» **DATA RECORDS**

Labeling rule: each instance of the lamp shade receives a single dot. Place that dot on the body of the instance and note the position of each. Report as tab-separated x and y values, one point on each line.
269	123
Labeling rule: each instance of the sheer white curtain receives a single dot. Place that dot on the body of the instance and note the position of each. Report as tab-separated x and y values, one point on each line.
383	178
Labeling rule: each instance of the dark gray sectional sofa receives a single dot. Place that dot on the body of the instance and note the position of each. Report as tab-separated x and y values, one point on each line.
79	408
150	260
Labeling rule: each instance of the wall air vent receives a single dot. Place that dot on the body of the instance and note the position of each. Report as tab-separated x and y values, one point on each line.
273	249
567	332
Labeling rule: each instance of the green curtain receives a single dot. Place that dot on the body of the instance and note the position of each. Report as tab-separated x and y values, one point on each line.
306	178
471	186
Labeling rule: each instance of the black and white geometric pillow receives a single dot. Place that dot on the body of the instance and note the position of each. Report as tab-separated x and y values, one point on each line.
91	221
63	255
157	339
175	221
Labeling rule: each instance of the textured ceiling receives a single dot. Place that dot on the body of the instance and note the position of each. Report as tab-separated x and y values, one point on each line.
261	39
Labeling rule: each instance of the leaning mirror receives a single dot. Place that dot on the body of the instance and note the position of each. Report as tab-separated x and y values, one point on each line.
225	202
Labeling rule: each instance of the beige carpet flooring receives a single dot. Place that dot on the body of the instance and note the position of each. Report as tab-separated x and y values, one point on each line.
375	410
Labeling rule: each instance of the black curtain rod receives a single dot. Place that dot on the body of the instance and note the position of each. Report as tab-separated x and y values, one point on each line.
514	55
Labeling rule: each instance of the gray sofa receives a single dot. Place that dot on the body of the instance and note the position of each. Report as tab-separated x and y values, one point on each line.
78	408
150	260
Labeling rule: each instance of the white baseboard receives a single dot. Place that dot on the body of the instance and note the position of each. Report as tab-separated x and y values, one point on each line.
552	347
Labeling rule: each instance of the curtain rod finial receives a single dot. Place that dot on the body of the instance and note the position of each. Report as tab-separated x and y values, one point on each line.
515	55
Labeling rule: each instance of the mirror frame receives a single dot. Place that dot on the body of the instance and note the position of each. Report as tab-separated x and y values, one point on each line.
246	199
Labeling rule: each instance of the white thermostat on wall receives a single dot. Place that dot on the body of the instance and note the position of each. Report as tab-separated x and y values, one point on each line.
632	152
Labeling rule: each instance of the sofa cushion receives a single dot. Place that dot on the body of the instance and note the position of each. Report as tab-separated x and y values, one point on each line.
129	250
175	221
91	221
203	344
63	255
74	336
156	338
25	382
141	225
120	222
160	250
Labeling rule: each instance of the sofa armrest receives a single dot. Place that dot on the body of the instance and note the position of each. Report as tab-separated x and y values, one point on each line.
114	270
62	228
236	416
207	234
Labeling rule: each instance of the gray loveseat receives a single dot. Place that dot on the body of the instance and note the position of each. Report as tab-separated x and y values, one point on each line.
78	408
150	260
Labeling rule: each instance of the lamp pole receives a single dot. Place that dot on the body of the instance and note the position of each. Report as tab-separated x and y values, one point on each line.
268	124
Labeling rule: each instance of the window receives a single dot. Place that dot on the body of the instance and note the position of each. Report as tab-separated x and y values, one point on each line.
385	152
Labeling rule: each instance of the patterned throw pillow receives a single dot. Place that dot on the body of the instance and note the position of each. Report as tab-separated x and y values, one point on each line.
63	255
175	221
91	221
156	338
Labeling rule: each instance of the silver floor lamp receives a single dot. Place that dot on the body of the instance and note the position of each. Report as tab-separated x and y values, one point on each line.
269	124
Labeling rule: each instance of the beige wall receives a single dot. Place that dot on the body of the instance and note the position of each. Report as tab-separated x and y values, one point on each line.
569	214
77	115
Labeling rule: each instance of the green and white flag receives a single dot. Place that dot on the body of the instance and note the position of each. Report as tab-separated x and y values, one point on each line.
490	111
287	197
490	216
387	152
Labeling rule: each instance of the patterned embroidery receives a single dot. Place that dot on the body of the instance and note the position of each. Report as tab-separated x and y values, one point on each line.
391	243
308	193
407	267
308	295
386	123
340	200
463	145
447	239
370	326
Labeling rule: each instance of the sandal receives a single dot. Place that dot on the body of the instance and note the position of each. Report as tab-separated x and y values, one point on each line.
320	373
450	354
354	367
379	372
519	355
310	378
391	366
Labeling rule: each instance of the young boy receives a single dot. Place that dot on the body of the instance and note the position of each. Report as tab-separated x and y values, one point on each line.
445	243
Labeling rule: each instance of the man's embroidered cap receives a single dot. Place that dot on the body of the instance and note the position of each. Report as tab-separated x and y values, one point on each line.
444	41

» **BRIEF**
From the records above, extract every entry exactly as given.

» **FULL ANSWER**
Labeling rule: each instance of the lamp shade receives a single dot. Place that dot on the body of the instance and note the position of each. Report as tab-separated x and y values, one point on each line.
269	123
Labeling rule: each instance of the sheer white curtain receives a single dot. Place that dot on the body of the instance and note the position of each. Report as tab-separated x and y values, one point on each line.
383	178
Labeling rule: each instance of the dark gray sectional sofa receives a single dot. Place that dot on the body of the instance and note the position of each. Report as tab-separated x and y values, one point on each line.
79	408
150	260
Labeling rule: each instance of the wall air vent receives a single dot. Place that dot on the body of the instance and note the position of each. Report as tab-separated x and y values, one point on each line.
273	249
567	332
Labeling rule: each instance of the green curtain receives a single dot. Place that dot on the body of the instance and note the position of each. Report as tab-separated x and y values, one point on each line.
306	178
471	186
Labeling rule: each instance of the black and white geometric pillow receives a single dot. Place that dot on the body of the instance and note the position of each. Report as tab-separated x and y values, one point on each line.
91	221
63	255
157	339
175	221
Labeling rule: each instance of the textured ceiling receives a single dot. Place that dot on the body of the instance and note the position of each. Report as tab-separated x and y values, one point on each line.
261	39
Labeling rule: each instance of the leaning mirror receives a single dot. Place that dot on the body of the instance and note the position of each. Report as tab-separated x and y values, one point on each line.
225	202
Labeling rule: each instance of the beige carpet flooring receives a single dot. Place that dot on the body of the instance and note the position of each. Report as tab-separated x and y values, one point on each line.
375	410
Labeling rule: each instance of the black curtain rod receives a single dot. Place that dot on the body of the instance and note the position of each. Report as tab-separated x and y values, one point on each line.
514	55
Labeling rule: each instance of the gray sofa receives a single dot. Place that dot on the body of the instance and note the position of each. Report as tab-separated x and y values, one point on each line.
78	408
150	260
Labeling rule: each instance of the white baseboard receives a single dot. Place that dot on the body of the instance and note the position of each. Report as tab-separated x and y values, one point on each line.
552	347
Labeling rule: each instance of the curtain rod finial receives a single dot. Place that dot on the body of the instance and note the position of each. Report as tab-separated x and y values, one point on each line.
515	55
Labeling rule: each instance of the mirror frame receives a single dot. Place that dot on the body of the instance and note the position of each. Report as tab-separated x and y values, one point on each line.
246	199
Labeling rule: each instance of the white thermostat on wall receives a single dot. Place that dot on the body of the instance and note the position of each. Report as tab-separated x and y values, one point on each line.
632	152
Labeling rule: each instance of the sofa cushion receives a single dot. Place that dot on the body of the instance and note the position of each. Report as tab-separated x and y values, one point on each line.
129	250
175	221
91	221
203	344
63	255
74	336
156	338
25	382
141	225
120	222
160	250
Labeling rule: each instance of the sofa armrest receives a single dot. Place that dot on the body of the instance and note the position of each. Report as tab-separated x and y values, one point on each line.
114	270
62	228
236	416
207	234
Labeling rule: each instance of the gray loveseat receives a single dot. Place that dot on the body of the instance and note the position of each. Report as tab-separated x and y values, one point on each line.
78	408
150	260
Labeling rule: each instance of the lamp pole receives a single dot. Place that dot on the body of the instance and note the position of each. Report as tab-separated x and y values, one point on each line.
268	124
Labeling rule: each instance of the window receives a single dot. Place that dot on the body of the instance and note the position of each. Report as tab-separated x and y values, one point on each line.
385	152
Labeling rule: each instance of the patterned throw pillow receives a single dot. Place that dot on the body of the instance and note the position of each. Report as tab-separated x and y values, one point on each line.
63	255
175	221
91	221
156	338
Labeling rule: each instance of the silver floor lamp receives a single dot. Place that dot on the body of the instance and note the position of each. Report as tab-separated x and y values, one point on each line.
269	124
Labeling rule: each instance of the beige wall receives a single dot. Place that dot on the body of the instance and note the position of each. Report as tab-separated x and y values, one point on each line.
569	214
77	115
Labeling rule: each instance of the green and white flag receives a single dot. Place that dot on the body of the instance and note the position of each. Report as tab-separated x and y values, one point on each line.
490	111
287	197
490	216
387	152
Labeling rule: each instance of the patterned embroidery receives a single dot. Place that dot on the body of the instance and note the position of each. Report as tab-separated x and y values, one point on each line.
391	243
308	193
407	267
308	295
386	123
340	200
463	145
447	239
370	326
Labeling rule: each instance of the sandal receives a single dot. Place that dot on the body of the instance and note the position of each. Report as tab-separated x and y values, one point on each line.
320	373
450	354
354	367
379	372
519	355
310	378
391	366
Labeling rule: each instance of the young boy receives a single dot. Place that dot on the body of the instance and note the position of each. Report as tab-separated x and y values, one point on each line.
445	243
Labeling rule: each instance of the man's embroidered cap receives a single dot. Place that dot on the body of the instance and note the position of each. Report as tab-separated x and y values, one point on each line.
444	41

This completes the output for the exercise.